Data items:
..............................
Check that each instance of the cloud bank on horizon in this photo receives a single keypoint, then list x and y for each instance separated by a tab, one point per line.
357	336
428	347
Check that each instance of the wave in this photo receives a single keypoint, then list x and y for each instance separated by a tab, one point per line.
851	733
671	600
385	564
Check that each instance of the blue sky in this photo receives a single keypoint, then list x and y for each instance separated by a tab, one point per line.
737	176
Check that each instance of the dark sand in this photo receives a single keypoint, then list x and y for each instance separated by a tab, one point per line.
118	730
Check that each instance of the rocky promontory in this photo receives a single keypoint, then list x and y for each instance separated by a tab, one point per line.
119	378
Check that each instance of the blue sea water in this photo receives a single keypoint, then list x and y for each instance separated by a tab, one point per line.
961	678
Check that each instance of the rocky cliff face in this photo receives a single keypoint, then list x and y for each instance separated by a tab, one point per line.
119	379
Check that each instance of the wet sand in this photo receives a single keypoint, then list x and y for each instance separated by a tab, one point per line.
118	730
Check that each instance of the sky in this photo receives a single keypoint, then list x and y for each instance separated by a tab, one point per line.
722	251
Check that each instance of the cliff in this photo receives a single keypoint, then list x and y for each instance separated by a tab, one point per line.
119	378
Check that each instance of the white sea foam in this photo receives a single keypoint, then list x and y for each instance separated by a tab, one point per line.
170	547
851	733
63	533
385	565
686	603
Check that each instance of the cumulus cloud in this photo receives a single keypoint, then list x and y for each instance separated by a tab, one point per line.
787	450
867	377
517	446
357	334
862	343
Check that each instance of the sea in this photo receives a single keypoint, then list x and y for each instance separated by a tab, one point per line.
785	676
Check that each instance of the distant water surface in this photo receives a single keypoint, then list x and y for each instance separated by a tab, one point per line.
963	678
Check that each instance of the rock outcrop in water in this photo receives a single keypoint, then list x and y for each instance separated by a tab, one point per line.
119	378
..............................
What is required: The response should consist of all the entries, transcribed exactly.

Task solution:
Check that each instance of the cloud bank on horizon in this photo receives a single keypoint, then list x and y for each instance separated by a tab, one point per line.
357	336
428	347
Check that each instance of the wave in this photo receives a single keypoint, then list x and y for each instance separated by a tab, one point per line.
851	733
671	600
385	564
Check that each instance of the blue sky in this photo receives a single keypoint, then list x and y for each instance separated by a tab, one point per line.
737	176
Check that each instance of the dark sand in this photo receives a single keypoint, then list x and y for each instance separated by a tab, one point per line.
118	730
Check that each instance of the rocky promontory in this photo receives a single keypoint, then list x and y for each instance separated by a tab, one point per line.
119	378
Check that each instance of the blue sea water in this photo receives a single keypoint, then list x and y for each instance separated by a tab, one point per line.
961	678
Check that each instance of the rocky cliff face in this photo receives a single keypoint, then list x and y for each instance separated by a tab, one point per line.
119	379
Check that each instance of the wet sand in this photo receives a single keypoint, then list x and y for each instance separated by a tab, one point per line.
118	730
Check that each instance of the sky in this photo receives a single keypoint, then list x and y for each instance separated by a tab, one point per line.
722	251
Check that each instance of the cliff in this photo receives a single keypoint, then list x and y for each instance separated by a tab, one point per line.
119	378
Check that each instance of the white sea foam in this photo receives a single keypoint, then list x and y for each instance separated by a tab, one point per line.
170	547
851	733
63	533
385	565
686	603
Check that each instance of the cumulus cloud in this photo receives a single keypoint, then list x and y for each instance separated by a tab, one point per line.
787	450
867	377
517	446
357	334
862	343
Check that each instance of the sea in this photo receives a single keypoint, then list x and y for each instance separated by a tab, one point per line.
785	676
Check that each instance of the distant water surface in this photo receives a single keypoint, then list x and y for each instance separated by a tab, one point per line.
963	678
Check that each instance of the rock outcrop in water in this photo receives a single keypoint, then list x and y for each instance separated by a tab, one point per line.
119	378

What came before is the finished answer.